SOURCE DOCUMENT:
= = =
Our study reports that having three or more sexual partners increased the chance of violence. This result agrees with a study carried out in South Africa, which associated an increased risk of violence with having more than one partner per year23. Study carried out in some areas of the United States also reported that the increased risk of violence is linked with the higher number of sexual partners24. The history of violence inside the family environment related to alcohol abuse was also described in this study as responsible for increased exposure of women to violence, suggesting the idea of transmitting violence to next generation. In Nigeria, women who were exposed to interparental violence were four times more likely to suffer IPV than women not exposed to it25. Another study showed an association between interparental violence within the perpetrator’s family and the increased likelihood that he would be in involved in IPV16. These reports highlight the cyclical nature of violence, which can be “inherited,” making these women more vulnerable.

A study carried out in Brazil reported, based on the speeches by the Quilombola women regarding their perception of IPV, that women learn and internalize modes of submission due to cultural transmission throughout their life. Women are taught that one must obey their male partners and bear all of it for the preservation of the family; data showed IPV associated with feelings of guilt and shame of making it public26. Considering that a striking feature of Quilombola communities in Brazil is the fact that most of them live in communities far from the urban area, the issue of violence becomes invisible to external eyes.

The abuse of alcohol and illicit drugs are also important proxies of IPV. Our study showed that partner using illicit drugs increased the women’s chance of suffering physical violence. This association was also found in other studies27,28. Women who are victims of violence indicated the use of alcohol and/or other drugs as a triggering factor for the aggressions, since they occurred when the partner was under the influence of these substances. A previous study carried out in Quilombola communities described the great influence of alcohol and illicit drugs as a trigger for violence, and that the use of these substances was high in these communities26. This study also identified a high frequency of women who did not use any contraceptive method and a low frequency of those who used condoms as contraception, which may be influenced by the partner decision of using it. A study carried out in New York described that women who were highly dependent on their partners and feared abuse related to condom negotiation had a higher frequency of unprotected sex29.
= = =
[Point localization data]
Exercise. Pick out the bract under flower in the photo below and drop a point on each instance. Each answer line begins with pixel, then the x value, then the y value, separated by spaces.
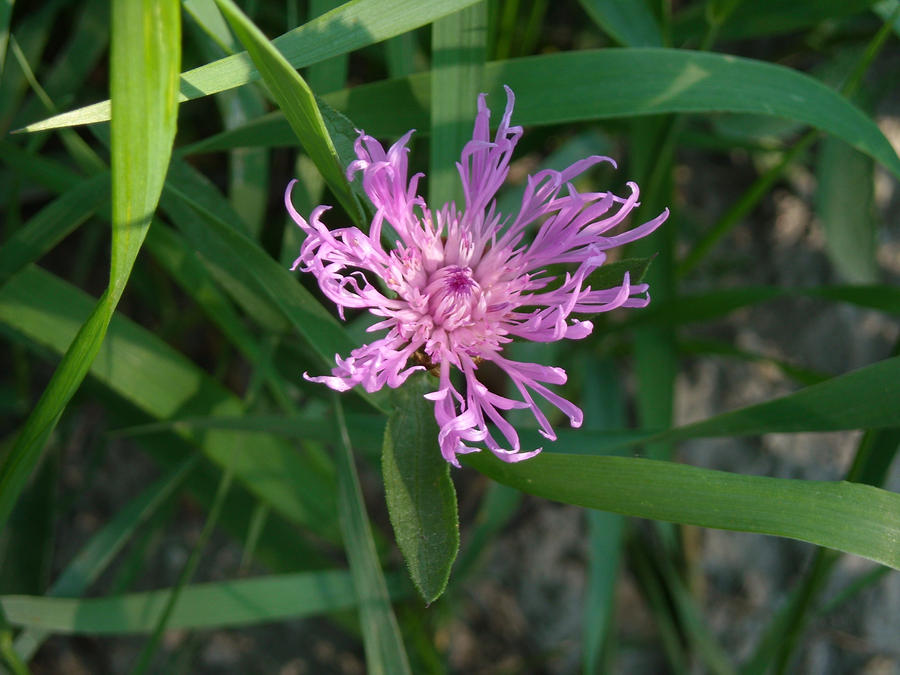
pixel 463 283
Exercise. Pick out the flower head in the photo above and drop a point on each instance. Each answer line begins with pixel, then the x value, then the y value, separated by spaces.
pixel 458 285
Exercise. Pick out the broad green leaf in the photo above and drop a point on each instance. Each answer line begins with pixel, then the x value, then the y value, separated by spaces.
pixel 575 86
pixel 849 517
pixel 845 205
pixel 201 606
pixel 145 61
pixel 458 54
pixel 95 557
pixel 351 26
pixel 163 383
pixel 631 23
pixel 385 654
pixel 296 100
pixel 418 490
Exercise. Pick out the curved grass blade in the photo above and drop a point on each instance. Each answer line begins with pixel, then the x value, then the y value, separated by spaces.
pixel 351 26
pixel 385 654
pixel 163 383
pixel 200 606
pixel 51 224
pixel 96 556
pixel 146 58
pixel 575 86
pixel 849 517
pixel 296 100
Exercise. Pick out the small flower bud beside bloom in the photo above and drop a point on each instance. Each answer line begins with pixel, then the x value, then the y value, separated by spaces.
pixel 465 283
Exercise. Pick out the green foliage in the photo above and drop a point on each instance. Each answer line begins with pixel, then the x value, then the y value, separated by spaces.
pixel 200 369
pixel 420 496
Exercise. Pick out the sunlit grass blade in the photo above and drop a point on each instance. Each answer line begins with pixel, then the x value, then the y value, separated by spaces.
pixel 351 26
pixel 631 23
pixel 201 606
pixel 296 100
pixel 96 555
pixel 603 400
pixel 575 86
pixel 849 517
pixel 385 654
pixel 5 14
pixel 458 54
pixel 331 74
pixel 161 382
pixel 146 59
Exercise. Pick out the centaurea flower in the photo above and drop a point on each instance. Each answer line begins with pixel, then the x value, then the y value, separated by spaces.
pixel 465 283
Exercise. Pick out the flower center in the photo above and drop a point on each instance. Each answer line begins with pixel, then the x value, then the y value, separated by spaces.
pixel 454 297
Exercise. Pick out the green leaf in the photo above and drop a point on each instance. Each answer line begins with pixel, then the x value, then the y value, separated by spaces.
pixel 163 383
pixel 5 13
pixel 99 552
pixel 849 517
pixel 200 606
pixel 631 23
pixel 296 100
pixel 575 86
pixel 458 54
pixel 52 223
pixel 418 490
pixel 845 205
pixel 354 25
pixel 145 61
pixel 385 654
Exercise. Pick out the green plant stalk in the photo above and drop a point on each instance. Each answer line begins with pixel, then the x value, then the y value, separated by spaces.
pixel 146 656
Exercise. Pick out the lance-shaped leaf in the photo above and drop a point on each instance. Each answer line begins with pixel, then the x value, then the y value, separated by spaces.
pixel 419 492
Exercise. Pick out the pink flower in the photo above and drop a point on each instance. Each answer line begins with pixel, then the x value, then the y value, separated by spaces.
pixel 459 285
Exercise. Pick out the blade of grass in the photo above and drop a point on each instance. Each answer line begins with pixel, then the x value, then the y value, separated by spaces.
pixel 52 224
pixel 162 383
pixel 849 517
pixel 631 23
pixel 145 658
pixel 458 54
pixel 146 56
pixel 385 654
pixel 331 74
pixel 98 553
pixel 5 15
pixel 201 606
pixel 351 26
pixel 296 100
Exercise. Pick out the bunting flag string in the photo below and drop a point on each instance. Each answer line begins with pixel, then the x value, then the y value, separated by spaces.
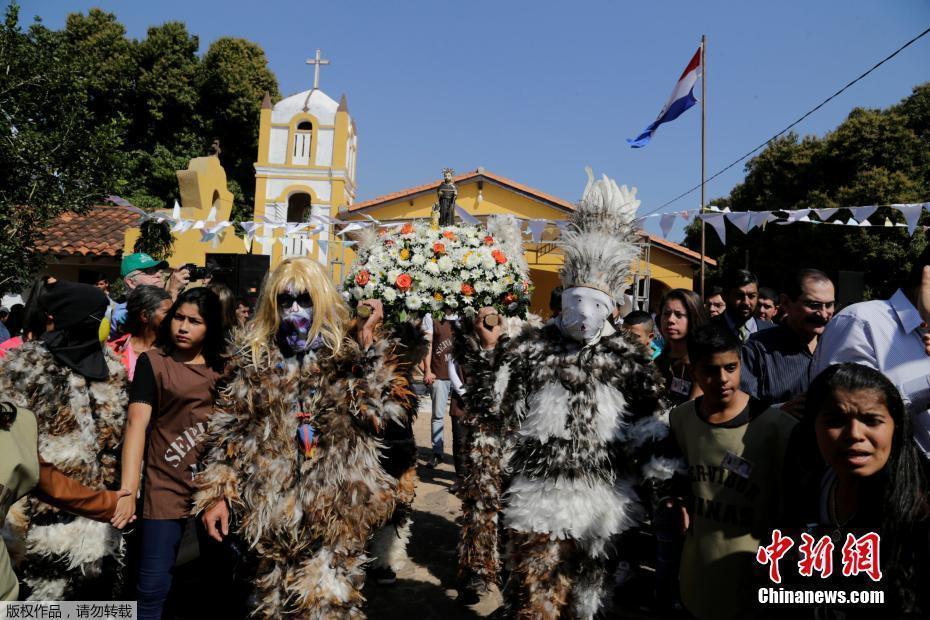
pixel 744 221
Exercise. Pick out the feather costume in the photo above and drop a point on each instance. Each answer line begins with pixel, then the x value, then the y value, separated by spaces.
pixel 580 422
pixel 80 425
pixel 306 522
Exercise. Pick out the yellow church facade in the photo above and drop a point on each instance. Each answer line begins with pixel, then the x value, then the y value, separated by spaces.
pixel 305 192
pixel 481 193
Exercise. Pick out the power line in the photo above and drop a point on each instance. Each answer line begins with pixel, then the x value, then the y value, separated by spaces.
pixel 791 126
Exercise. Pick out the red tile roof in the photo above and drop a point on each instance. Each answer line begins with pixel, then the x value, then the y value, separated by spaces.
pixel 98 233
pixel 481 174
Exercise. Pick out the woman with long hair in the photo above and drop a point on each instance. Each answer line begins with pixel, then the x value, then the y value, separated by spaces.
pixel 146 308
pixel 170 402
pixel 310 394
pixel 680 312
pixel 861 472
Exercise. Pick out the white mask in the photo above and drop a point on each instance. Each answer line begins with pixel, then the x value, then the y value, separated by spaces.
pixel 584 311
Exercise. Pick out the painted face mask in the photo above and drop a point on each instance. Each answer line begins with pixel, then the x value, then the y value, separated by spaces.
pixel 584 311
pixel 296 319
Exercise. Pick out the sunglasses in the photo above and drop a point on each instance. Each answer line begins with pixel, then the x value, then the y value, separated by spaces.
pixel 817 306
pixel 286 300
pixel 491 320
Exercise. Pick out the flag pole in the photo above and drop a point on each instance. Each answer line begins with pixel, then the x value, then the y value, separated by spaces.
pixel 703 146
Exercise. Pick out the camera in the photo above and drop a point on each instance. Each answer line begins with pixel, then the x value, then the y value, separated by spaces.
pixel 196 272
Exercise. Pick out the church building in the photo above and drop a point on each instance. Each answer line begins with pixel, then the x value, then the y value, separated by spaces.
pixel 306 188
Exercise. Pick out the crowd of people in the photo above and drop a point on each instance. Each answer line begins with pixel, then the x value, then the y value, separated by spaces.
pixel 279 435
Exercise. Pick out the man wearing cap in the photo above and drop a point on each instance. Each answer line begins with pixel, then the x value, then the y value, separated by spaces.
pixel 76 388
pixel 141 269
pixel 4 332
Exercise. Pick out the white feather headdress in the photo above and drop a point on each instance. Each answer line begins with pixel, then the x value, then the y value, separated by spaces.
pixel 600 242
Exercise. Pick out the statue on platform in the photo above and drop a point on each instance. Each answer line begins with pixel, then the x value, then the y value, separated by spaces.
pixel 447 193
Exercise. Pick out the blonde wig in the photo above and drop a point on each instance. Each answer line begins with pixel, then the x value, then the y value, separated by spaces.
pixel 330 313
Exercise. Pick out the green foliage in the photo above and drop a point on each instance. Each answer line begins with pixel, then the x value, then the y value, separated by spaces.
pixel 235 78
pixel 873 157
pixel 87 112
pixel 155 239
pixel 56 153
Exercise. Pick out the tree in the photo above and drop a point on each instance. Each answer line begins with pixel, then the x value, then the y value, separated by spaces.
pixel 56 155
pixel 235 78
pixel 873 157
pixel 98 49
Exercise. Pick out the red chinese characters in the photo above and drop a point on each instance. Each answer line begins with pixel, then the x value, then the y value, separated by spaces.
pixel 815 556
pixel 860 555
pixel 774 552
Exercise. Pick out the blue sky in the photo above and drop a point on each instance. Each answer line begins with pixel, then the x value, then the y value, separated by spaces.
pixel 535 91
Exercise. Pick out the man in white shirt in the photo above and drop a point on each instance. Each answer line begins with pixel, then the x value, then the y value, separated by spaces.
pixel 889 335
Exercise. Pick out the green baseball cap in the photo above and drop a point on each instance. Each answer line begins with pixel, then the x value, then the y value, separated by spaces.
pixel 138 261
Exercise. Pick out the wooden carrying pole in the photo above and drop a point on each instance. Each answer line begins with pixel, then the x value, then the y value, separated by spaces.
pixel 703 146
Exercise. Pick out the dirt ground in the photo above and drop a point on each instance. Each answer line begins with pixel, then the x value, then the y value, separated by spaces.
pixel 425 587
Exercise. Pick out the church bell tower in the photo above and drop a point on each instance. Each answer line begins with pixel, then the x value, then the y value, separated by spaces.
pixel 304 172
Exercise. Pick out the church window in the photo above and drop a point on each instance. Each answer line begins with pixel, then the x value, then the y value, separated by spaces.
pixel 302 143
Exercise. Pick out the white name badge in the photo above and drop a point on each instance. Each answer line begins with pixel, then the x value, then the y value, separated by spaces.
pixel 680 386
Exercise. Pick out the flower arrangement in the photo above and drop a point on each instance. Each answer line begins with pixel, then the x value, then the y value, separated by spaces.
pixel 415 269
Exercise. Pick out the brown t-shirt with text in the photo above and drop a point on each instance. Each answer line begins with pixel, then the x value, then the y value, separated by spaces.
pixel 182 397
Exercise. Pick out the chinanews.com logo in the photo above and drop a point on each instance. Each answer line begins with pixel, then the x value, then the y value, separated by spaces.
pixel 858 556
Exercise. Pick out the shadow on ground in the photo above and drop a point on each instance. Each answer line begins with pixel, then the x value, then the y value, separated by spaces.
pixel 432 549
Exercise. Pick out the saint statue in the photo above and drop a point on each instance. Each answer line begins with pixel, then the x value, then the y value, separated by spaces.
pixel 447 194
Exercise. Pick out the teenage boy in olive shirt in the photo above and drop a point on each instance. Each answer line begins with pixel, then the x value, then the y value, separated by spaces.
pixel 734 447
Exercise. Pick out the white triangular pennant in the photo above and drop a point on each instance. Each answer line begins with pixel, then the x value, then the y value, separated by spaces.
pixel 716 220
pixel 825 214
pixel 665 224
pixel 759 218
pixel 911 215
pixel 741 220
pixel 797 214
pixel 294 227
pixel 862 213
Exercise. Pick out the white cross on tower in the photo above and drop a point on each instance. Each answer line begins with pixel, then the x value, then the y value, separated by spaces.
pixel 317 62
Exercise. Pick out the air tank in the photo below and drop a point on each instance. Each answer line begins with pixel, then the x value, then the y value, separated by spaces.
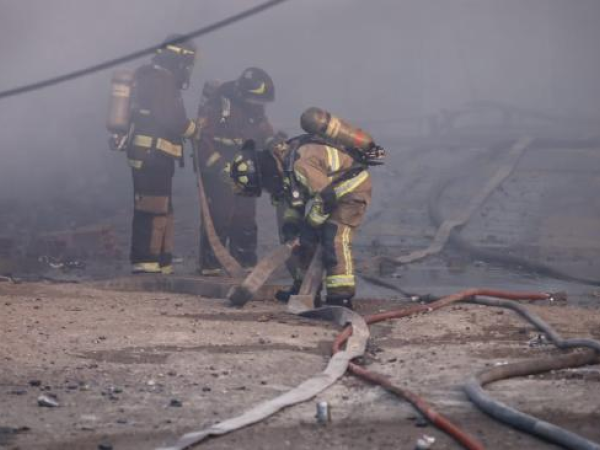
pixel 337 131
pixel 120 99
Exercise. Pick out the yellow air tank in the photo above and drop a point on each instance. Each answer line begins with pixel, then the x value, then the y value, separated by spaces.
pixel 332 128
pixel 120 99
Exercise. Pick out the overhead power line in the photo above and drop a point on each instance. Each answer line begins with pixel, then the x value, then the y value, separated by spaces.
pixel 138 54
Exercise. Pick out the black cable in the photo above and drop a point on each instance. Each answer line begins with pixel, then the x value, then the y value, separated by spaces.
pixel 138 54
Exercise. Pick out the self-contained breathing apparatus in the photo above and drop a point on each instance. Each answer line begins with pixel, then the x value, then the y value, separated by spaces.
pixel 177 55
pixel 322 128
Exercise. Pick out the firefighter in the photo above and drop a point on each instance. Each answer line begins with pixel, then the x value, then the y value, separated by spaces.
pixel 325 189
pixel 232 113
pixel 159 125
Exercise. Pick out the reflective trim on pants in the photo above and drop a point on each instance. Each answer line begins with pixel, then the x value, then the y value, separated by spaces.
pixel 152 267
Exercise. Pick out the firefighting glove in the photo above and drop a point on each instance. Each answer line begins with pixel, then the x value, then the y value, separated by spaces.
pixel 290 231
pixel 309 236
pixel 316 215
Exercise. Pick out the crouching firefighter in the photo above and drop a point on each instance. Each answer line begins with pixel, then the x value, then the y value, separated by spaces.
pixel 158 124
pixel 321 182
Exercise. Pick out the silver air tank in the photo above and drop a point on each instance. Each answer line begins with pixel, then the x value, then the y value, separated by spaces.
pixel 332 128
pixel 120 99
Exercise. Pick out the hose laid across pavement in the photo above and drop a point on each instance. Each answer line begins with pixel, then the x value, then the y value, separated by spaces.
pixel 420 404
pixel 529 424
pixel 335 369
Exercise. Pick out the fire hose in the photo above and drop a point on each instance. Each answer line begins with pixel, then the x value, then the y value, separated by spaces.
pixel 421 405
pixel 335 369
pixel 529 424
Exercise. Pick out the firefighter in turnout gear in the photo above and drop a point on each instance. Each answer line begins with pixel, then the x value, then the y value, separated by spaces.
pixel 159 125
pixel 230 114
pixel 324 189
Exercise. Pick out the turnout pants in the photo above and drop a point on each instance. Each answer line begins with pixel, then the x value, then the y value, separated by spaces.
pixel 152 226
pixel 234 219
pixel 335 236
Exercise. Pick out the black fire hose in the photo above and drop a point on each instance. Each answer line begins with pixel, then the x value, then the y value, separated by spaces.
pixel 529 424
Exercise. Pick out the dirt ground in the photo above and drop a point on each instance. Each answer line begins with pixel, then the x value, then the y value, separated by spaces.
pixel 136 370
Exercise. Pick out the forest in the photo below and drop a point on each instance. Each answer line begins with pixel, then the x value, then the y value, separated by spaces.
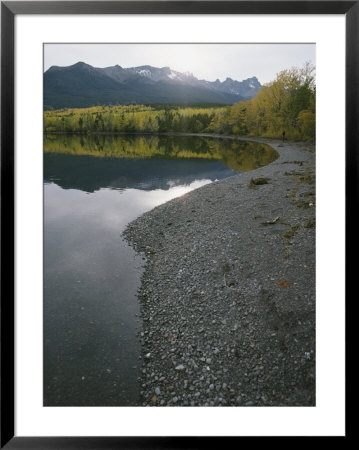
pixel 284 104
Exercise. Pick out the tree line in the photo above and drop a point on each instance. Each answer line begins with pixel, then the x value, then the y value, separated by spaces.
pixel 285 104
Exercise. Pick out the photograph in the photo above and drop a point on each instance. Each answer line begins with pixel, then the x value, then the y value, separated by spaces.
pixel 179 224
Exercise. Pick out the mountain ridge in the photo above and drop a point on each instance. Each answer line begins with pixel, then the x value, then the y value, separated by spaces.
= = =
PROBLEMS AND TASKS:
1. Name every country mentioned in the passage on intimate partner violence.
2. Extend the passage on intimate partner violence, picking up after its final sentence.
The records are separate material and have no connection to the passage on intimate partner violence.

RESULTS OF THE EXERCISE:
1. South Africa, the United States, Nigeria, Brazil

2.
The information bias could be one of the limitations of this study. The frequency of IPV may have been underestimated due to the false answers due to shame and fear of prejudice. However, in-person interviews in a private room may have minimized this bias. Other limitation was the cross-sectional design since it is not the ideal model for assessing factors associated with the outcome. Nevertheless, the good quality of the collected data and the high rate of answers helped to reduce this limitation.

Our results highlight the situation of violence in Quilombola women. It is important to note that vulnerable conditions contribute to the outcome, since the lack of access to information, knowledge of their rights, and assistance from health, legal, and social services increase the exposure of these women to violence. This scenario contributes to understanding the violence against women in an articulated perspective of historic background, of gender and race inequalities, and of community and interpersonal dimensions30. Awareness must be raised on the importance of reducing social and racial inequities for interrupting the culture of violence against women. We must challenge the common acceptance that domestic violence is a private topic and can be resolved in a private setting and remember that women face violence and intimidation within their own families from their own partners. Above all, me must increase visibility to the discussion about violence against the most vulnerable social segments, such as the Quilombola women, and implement prevention and assistance strategies, considering different axes of violence from the perspective of human rights and intersectionality.